- _ENTRIES SHOWN_
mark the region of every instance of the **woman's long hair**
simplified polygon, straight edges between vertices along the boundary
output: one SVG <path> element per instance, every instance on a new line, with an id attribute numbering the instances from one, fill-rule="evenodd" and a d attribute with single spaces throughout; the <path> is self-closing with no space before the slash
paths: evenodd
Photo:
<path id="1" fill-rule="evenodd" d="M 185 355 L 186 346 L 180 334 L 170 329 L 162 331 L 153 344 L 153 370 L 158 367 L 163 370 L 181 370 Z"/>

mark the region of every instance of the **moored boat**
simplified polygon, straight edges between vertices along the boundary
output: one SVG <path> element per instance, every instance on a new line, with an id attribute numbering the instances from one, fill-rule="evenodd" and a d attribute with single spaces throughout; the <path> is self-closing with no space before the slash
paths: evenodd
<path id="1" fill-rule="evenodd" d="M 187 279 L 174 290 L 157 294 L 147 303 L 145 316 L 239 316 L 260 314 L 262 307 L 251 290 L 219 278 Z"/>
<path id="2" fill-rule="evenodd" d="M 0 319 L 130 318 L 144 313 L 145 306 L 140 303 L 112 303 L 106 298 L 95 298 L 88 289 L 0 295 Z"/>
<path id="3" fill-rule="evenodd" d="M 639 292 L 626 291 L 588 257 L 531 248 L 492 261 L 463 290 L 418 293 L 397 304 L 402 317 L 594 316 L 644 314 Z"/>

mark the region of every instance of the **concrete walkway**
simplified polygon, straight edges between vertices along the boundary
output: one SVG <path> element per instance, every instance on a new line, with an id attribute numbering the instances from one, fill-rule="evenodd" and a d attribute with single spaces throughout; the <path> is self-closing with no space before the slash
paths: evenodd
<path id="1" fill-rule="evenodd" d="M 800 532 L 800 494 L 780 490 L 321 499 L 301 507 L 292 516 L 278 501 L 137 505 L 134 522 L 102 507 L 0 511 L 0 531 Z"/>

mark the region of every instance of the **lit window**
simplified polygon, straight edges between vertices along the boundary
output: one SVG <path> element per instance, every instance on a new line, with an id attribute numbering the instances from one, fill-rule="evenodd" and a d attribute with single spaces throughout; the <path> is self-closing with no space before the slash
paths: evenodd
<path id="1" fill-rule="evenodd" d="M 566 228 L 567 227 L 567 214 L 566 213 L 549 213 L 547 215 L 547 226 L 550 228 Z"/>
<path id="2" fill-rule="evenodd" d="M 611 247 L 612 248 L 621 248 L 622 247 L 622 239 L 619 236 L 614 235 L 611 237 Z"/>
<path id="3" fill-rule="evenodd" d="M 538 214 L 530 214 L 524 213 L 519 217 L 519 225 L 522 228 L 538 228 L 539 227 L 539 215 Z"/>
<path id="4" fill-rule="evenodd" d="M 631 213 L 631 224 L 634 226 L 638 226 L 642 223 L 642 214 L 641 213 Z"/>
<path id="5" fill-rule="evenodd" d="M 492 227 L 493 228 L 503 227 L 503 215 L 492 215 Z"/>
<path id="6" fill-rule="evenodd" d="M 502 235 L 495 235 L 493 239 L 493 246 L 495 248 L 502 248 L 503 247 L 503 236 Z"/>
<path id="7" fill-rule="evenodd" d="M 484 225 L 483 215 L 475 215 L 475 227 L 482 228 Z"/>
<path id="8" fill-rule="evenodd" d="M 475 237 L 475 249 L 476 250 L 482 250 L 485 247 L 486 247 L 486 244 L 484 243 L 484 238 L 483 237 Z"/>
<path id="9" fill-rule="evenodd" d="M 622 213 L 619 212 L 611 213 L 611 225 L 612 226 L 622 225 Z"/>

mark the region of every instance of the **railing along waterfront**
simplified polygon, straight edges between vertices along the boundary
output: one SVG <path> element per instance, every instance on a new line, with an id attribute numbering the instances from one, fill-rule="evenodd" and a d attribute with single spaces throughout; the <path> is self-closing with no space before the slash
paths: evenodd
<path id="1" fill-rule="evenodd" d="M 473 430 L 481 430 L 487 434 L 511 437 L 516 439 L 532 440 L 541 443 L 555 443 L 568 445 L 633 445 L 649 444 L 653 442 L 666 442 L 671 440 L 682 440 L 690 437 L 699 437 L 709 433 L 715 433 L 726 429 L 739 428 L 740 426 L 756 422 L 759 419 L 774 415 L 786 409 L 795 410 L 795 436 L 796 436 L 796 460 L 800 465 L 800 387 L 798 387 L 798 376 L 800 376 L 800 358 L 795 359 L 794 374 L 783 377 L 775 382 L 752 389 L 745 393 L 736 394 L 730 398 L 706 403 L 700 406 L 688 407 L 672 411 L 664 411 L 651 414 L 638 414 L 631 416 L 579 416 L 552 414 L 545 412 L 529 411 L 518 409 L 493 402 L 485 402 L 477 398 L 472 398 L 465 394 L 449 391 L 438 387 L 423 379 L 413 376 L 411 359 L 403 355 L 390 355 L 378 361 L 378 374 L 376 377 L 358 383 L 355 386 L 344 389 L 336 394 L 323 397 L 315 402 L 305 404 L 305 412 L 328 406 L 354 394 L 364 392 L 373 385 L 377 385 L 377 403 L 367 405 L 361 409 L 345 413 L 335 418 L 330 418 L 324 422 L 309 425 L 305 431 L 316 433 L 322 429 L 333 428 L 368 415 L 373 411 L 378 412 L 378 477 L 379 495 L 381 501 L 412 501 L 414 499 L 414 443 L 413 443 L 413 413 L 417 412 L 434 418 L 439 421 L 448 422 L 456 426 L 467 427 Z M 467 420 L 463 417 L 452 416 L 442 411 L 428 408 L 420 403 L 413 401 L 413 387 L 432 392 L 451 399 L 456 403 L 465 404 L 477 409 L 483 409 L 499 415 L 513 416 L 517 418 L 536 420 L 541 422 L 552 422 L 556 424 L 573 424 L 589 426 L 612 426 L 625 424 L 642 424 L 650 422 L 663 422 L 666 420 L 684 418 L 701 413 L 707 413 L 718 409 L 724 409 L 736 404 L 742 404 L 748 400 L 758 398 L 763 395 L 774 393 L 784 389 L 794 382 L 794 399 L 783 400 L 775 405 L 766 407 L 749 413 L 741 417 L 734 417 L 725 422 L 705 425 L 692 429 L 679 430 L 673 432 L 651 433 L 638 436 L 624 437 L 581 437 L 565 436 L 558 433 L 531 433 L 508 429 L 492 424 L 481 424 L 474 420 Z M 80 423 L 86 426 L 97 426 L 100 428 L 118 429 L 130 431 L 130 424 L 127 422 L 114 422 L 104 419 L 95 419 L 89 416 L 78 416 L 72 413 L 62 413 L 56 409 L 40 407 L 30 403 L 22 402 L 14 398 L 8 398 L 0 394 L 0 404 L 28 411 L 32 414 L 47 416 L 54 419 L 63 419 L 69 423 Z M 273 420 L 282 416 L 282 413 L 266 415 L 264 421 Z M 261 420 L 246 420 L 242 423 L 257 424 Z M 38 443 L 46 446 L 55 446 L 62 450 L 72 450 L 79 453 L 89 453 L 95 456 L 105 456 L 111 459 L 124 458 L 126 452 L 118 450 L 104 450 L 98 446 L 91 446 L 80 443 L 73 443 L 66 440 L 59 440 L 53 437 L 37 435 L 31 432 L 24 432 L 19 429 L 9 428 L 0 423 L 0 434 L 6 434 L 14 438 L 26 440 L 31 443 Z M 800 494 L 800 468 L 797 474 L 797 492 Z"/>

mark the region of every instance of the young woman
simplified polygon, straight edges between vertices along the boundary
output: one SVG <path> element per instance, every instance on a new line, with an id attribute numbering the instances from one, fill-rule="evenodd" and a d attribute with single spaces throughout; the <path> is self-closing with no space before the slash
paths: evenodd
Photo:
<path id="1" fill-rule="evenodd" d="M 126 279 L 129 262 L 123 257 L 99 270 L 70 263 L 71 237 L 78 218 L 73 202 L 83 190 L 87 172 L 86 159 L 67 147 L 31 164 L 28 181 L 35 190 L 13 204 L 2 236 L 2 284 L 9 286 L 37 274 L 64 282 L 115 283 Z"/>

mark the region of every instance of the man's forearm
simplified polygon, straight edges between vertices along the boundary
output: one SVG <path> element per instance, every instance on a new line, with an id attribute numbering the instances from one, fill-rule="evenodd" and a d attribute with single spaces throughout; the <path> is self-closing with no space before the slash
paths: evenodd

- _TASK TO CARRY OUT_
Go through the material above line by line and state how many lines contain "woman". Give only the number.

- _FINAL ANSWER_
2